Estratto fornito
☆ ☆ ☆ ☆

Cioè: si è gettato alle ortiche il principio della
uguaglianza del voto per una distorsione grave della
rappresentatività (il triplo di seggi in presenza di un
pareggio) nel nome di una governabilità che poi si è
potuta garantire solo mettendo insieme i due pareggianti:
allora tanto valeva che ciascuno avesse in Parlamento i seggi
corrispondenti al consenso ottenuto.
Qui Canfora inizia un'incalzante
sequenza di considerazioni: il sistema elettorale proporzionale è
l'unico strumento che assicuri il rispetto del principio
dell'universalità e dell'uguaglianza del voto; esso costringe
le forze politiche alla ricerca di un compromesso, che nelle società
complesse è l'unica alternativa al conflitto ed è
quindi necessario. Oggi non è più molto rilevante l'elemento della
contrapposizione ideologica, poiché ormai la sinistra ha
rinunziato a rappresentare un'alternativa di sistema: il rifiuto di
governare senza contaminarsi con gli altri non ha più
giustificazione. Ricercare trucchi elettorali per governare da soli è
solo prova di incapacità di far politica, è una
isterica scorciatoia che copre debolezza e inettitudine.
La preferenza di Canfora va quindi ad
un sistema elettorale proporzionale, con l'eventuale correttivo di
una soglia minima come in Germania. L'autore giunge a questa
conclusione attraverso una serie di convergenti considerazioni: il
principio che ogni cittadino ha diritto ad un voto che pesa come
quello degli altri (e non per qualcuno 1,5 e per qualcun altro 0,5,
come è accaduto nelle ultime elezioni); la constatazione che,
in un sistema non bipolare, neppure la grave distorsione del premio
di maggioranza, o degli effetti analoghi dei sistemi maggioritari a
turno unico o a doppio turno, consente la governabilità ed
essa è quindi – oltre che lesiva del principio
rappresentativo – anche del tutto inutile e quindi sciocca. Le
“larghe intese” che si vorrebbero evitare con trucchetti
premianti, alla fine devono essere ricercate comunque: esse - nelle società
complesse - sono spesso inevitabili e non devono ritenersi
contraddittorie in riguardo ad una supposta diversità
antropologica con l'avversario, perché oggi non si confrontano
più opposte ed inconciliabili visioni del mondo, ma solo
varianti della stessa visione. E quindi, se una parte ottiene la
maggioranza senza trucchi e premi (col 50,1% dei voti di uguale peso
degli elettori) governi pure da sola se vuole; altrimenti, se non
può farlo, scenda a compromessi con altri, senza pretendere di
imporre al 70% dei cittadini un programma di governo che ha avuto il
consenso solo del 30%.

☆ ☆ ☆ ☆

Dati di origine
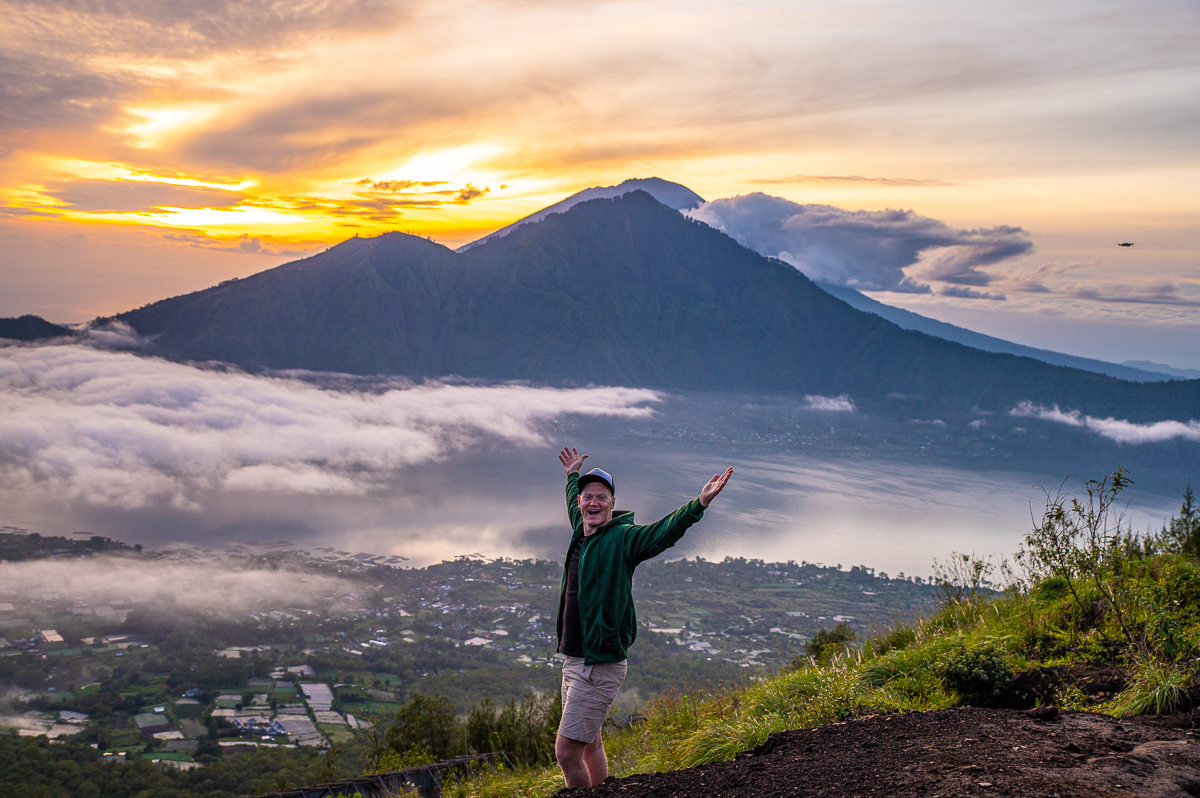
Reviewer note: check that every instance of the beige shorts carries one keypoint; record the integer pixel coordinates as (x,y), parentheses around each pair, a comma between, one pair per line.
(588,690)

☆ ☆ ☆ ☆

Descrizione del compito
Riproduci alla lettera la parte del brano sul sistema elettorale proporzionale che si apre con le parole "Cioè: si è gettato" e si chiude con "al consenso ottenuto.".

Compito svolto
Cioè: si è gettato alle ortiche il principio della
uguaglianza del voto per una distorsione grave della
rappresentatività (il triplo di seggi in presenza di un
pareggio) nel nome di una governabilità che poi si è
potuta garantire solo mettendo insieme i due pareggianti:
allora tanto valeva che ciascuno avesse in Parlamento i seggi
corrispondenti al consenso ottenuto.